The novels of the late Catherine
Cookson may have much in common with those of Charlotte Brontë, but is it
worth mimicking in the late 20th century, what was ground-breaking in the
1840s? While Brontë examines what is contemporary for her, Miss Cookson
invents an imagined past which may be of interest to the cultural historian
in studying the present sources of her nostalgia, but not to the student of
the period in which her novels are set. Daniel Defoe's Robinson Crusoe
is a long work of prose fiction, but critics do not necessarily describe it
as a novel. Why might this be? Knowing works in their historical context
does not give easy answers, but may shed more or less light on our darkness
in considering such questions.
Old English, Middle English and Chaucer
Old
English
English, as we know it, descends
from the language spoken by the north Germanic tribes who settled in
England from the 5th century A.D. onwards. They had no writing (except
runes, used as charms) until they learned the Latin alphabet from Roman
missionaries. The earliest written works in Old English (as their language
is now known to scholars) were probably composed orally at first, and may
have been passed on from speaker to speaker before being written. We know
the names of some of the later writers (Cædmon, Ælfric and King Alfred) but
most writing is anonymous. Old English literature is mostly chronicle and
poetry - lyric, descriptive but chiefly narrative or epic. By the time
literacy becomes widespread, Old English is effectively a foreign and dead
language. And its forms do not significantly affect subsequent developments
in English literature. (With the scholarly exception of the 19th century
poet, Gerard Manley Hopkins, who finds in Old English verse the model for
his metrical system of "sprung rhythm".)

• Provided material:
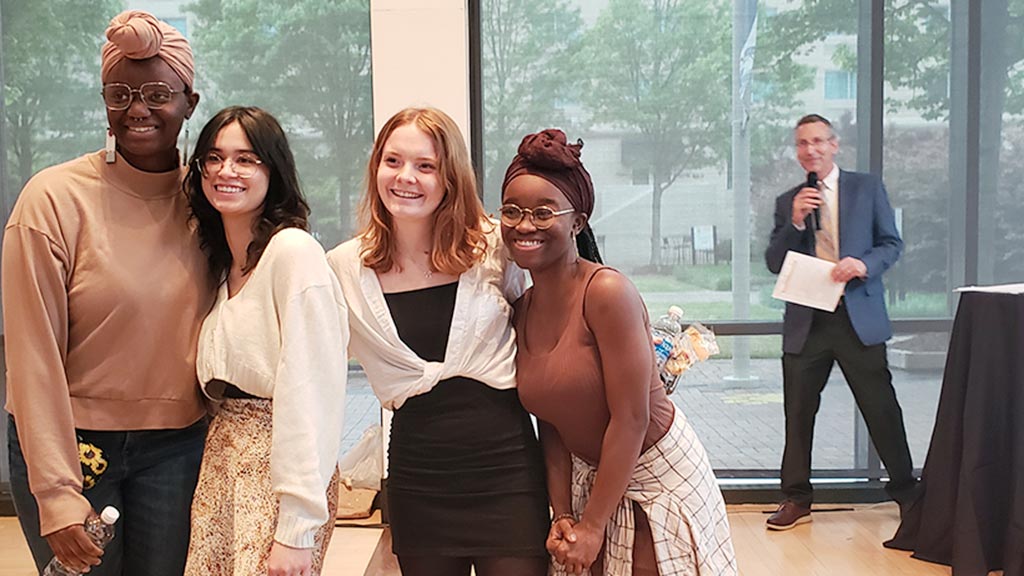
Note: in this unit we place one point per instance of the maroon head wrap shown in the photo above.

• Given task:
From the excerpted passage, list the later Old English writers whose names it says we know.

• Answer to this task:
Cædmon, Ælfric, King Alfred